• [Data records]:

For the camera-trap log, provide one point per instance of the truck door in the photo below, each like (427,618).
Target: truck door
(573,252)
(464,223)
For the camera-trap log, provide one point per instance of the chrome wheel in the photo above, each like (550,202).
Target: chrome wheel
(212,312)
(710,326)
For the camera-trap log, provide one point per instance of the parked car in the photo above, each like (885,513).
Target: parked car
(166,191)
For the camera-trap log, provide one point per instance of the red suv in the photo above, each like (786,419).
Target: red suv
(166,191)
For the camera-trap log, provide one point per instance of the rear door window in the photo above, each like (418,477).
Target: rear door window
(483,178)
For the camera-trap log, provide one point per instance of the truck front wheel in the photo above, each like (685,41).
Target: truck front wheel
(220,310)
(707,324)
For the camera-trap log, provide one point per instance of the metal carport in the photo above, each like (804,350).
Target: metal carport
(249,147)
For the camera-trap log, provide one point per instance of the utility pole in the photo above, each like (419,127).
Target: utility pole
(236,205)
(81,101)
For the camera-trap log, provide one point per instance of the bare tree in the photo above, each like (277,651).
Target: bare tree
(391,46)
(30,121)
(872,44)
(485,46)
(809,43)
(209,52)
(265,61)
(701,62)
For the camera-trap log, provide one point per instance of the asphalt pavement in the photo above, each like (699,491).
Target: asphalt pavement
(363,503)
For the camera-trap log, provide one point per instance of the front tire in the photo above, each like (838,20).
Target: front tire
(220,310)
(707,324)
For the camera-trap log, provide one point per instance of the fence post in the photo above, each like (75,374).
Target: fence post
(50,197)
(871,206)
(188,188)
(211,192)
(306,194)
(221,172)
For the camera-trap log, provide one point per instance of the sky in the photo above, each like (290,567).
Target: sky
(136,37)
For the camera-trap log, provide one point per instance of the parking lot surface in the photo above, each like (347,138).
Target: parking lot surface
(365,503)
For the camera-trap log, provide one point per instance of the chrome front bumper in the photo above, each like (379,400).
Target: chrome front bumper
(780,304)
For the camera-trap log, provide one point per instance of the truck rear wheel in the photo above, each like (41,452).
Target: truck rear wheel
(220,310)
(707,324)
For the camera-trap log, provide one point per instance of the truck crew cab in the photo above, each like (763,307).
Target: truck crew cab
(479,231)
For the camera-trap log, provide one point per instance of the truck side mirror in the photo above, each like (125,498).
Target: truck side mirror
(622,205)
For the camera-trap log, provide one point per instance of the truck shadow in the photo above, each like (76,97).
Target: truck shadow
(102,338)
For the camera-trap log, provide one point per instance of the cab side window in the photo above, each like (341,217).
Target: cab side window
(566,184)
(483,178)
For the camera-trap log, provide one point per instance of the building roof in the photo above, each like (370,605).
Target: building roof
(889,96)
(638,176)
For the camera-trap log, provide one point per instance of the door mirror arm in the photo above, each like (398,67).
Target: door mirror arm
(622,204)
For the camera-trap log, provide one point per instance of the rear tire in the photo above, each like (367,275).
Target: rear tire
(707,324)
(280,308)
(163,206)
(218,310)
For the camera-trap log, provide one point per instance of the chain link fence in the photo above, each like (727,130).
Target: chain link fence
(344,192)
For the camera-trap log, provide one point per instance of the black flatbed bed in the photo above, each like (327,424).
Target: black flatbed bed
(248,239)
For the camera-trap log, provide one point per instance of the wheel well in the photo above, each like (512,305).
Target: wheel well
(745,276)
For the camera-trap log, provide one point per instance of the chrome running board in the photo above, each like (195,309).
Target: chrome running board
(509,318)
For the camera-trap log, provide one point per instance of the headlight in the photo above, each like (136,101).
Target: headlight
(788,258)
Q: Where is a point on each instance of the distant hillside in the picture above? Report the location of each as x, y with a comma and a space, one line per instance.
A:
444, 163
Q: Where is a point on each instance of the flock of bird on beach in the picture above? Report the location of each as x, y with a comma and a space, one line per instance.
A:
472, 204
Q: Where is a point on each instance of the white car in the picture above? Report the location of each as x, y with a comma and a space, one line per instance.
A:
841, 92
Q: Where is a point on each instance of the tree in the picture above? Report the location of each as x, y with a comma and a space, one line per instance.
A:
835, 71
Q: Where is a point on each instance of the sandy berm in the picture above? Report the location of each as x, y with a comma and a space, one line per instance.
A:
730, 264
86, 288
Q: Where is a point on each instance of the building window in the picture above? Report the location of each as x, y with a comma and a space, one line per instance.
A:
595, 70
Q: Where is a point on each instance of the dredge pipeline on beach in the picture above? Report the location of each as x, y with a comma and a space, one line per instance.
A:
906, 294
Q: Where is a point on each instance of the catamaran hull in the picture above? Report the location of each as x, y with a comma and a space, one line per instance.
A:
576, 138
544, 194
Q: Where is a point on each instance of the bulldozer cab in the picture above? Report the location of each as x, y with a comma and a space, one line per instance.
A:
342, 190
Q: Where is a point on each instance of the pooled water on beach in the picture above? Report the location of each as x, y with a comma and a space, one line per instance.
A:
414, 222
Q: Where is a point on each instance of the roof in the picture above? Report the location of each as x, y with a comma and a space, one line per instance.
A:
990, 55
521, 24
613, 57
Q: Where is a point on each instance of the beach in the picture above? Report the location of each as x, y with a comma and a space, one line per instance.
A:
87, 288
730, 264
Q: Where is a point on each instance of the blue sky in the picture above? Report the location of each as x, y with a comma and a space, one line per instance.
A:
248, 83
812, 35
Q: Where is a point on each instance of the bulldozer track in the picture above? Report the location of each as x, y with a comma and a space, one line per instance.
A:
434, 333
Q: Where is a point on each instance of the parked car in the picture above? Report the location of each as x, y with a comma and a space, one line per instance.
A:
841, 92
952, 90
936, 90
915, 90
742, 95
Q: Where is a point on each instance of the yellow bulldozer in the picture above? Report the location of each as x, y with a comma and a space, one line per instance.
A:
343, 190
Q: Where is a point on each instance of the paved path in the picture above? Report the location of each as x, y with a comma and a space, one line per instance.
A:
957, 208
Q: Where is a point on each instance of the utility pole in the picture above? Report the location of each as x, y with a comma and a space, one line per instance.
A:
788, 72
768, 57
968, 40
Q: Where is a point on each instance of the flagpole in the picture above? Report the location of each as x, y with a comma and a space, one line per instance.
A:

• [To do]: Would you reproduce every record above exactly as it appears?

• [Result of this task]:
For the camera-trap log, provide one point per instance of the truck door in the photo below, each like (427,618).
Target: truck door
(573,252)
(464,223)
For the camera-trap log, provide one point per instance of the chrome wheel in the photo above, each like (550,202).
Target: chrome wheel
(212,312)
(710,326)
For the camera-trap log, provide one point per instance of the parked car in the photo above, each like (885,513).
Target: parked car
(166,191)
For the camera-trap log, provide one point per instance of the red suv in the photo above, each like (786,419).
Target: red suv
(166,191)
For the camera-trap log, provide one point per instance of the rear door window in the photo above, each like (418,477).
Target: rear door window
(483,178)
For the camera-trap log, provide one point per instance of the truck front wheel in the photo above, each like (685,41).
Target: truck front wheel
(220,310)
(707,324)
For the camera-trap log, provide one point per instance of the metal carport in the photo above, each like (804,350).
Target: metal carport
(249,147)
For the camera-trap log, provide one point per instance of the utility pole in the photo above, each like (419,127).
Target: utility pole
(236,205)
(81,101)
For the camera-trap log, provide one point per instance of the bare tree in the photo above, each like (277,651).
Target: bare tree
(391,46)
(30,121)
(872,44)
(485,46)
(809,43)
(209,52)
(265,61)
(701,62)
For the camera-trap log, provide one point per instance of the asphalt pavement in the photo above, each like (699,491).
Target: asphalt pavement
(363,503)
For the camera-trap log, provide one point per instance of the front tire in the photo above, each like (838,20).
Target: front tire
(220,310)
(707,324)
For the camera-trap log, provide one point per instance of the fence post in the photo above, each like (75,374).
Target: fence post
(50,197)
(871,206)
(188,188)
(211,192)
(306,194)
(221,172)
For the camera-trap log, provide one point per instance of the sky in the photo above, each like (290,567).
Target: sky
(136,37)
For the camera-trap log, provide one point per instance of the parking lot surface in the photo above, each like (347,138).
Target: parking lot surface
(365,503)
For the camera-trap log, provide one point per instance of the chrome front bumper in the photo above, each like (379,400).
Target: chrome front bumper
(780,304)
For the camera-trap log, provide one point per instance of the truck rear wheel in the photo above, each like (41,452).
Target: truck rear wheel
(220,310)
(707,324)
For the camera-trap log, provide one point per instance of the truck crew cab in the photo above, each like (763,307).
Target: truck crew cab
(479,231)
For the camera-trap log, provide one point per instance of the truck side mirror in the photo above, each like (125,498).
Target: truck side mirror
(622,205)
For the camera-trap log, provide one point per instance of the truck shadow in the photo above, each like (76,97).
Target: truck shadow
(102,338)
For the camera-trap log, provide one point per instance of the cab side window in the photo above, each like (341,217).
Target: cab side window
(566,184)
(483,178)
For the camera-trap log, provide one point per instance of the building roof in the photo above, each like (370,605).
Target: building roof
(889,96)
(638,176)
For the camera-trap log, provide one point per instance of the door mirror arm in the photo above, each like (398,67).
Target: door mirror arm
(622,204)
For the camera-trap log, provide one point per instance of the rear tire in the photo above, each like (367,275).
Target: rear tire
(707,324)
(280,308)
(163,206)
(218,310)
For the camera-trap log, provide one point per instance of the chain link fence in the photo above, each like (727,130).
Target: chain link fence
(344,192)
For the camera-trap log, provide one point per instance of the black flatbed bed in the photo above, each like (327,424).
Target: black flatbed bed
(248,239)
For the camera-trap log, provide one point per instance of the wheel well in the photo above, each like (512,305).
Target: wheel well
(745,276)
For the camera-trap log, provide one point per instance of the chrome running board in the photo above, each like (195,309).
Target: chrome running board
(509,318)
For the camera-trap log, provide one point per instance of the headlight in the photo above, each like (136,101).
Target: headlight
(788,258)
Q: Where is a point on each instance of the distant hillside in the picture above? Report the location of each as x, y with a comma and a space, one line per instance.
A:
444, 163
Q: Where is a point on each instance of the flock of bird on beach in the picture above? Report the location of each as x, y with a comma and a space, one line per instance.
A:
472, 204
Q: Where is a point on each instance of the white car in the picture above? Report the location of each as x, y with a comma and a space, one line per instance.
A:
841, 92
Q: Where is a point on each instance of the tree in the picture above? Report the location of each as x, y with a comma and a space, one line per instance.
A:
835, 71
Q: Where is a point on each instance of the sandy berm in the picture above? Report the location of each as x, y with a comma and a space, one line per instance.
A:
730, 264
86, 288
Q: Where is a point on each instance of the building window in the picture above? Report the location of each as x, y with a comma and a space, one line per instance.
A:
595, 70
Q: Where is a point on each instance of the dredge pipeline on beach in the picture above? Report the location of each as x, y with a comma and a space, one line per instance.
A:
906, 294
Q: Where is a point on each instance of the catamaran hull in the picture above? Report the location of each as x, y with a comma and a space, one line per instance.
A:
576, 138
544, 194
Q: Where is a point on each instance of the bulldozer cab in the picture above? Report the location of each as x, y with a comma and a space, one line per instance.
A:
342, 190
Q: Where is a point on each instance of the pooled water on beach in the picture above? Report the location of each as x, y with a comma and a space, one line per instance.
A:
414, 222
Q: Where is a point on each instance of the roof in the picture above? Report the location of each as x, y with a comma and a space, one line per instance.
A:
990, 55
521, 24
613, 57
Q: Where is a point on each instance of the beach in the picture above? Report the location of each as x, y with a comma and a space, one line per instance.
A:
87, 288
730, 264
Q: Where is a point on each instance of the blue sky in the picture above? Report the location of each as x, y with a comma and a space, one line per instance.
A:
248, 83
812, 35
Q: Where is a point on each instance of the bulldozer track in the picture above? Report the location of each as x, y with a comma and a space, one line per instance.
A:
434, 333
Q: Where is a point on each instance of the parked car in the picture above? Report the location of each as x, y with a comma and a space, one line per instance.
A:
841, 92
952, 90
936, 90
915, 90
742, 95
Q: Where is a point on each instance of the yellow bulldozer in the picture above? Report the location of each as x, y with a comma and a space, one line per instance.
A:
343, 190
Q: Where is a point on each instance of the paved path in the picture above? Report the location of each as x, y with a comma and a space, one line per instance.
A:
957, 208
Q: Where is a point on each instance of the utility pole in the picture above? Report the location of each as x, y with a comma and a space, one line per instance.
A:
788, 72
768, 57
968, 40
Q: Where is a point on each instance of the flagpole in the picture above? Report the location of each as x, y with a comma and a space, one line per instance.
A:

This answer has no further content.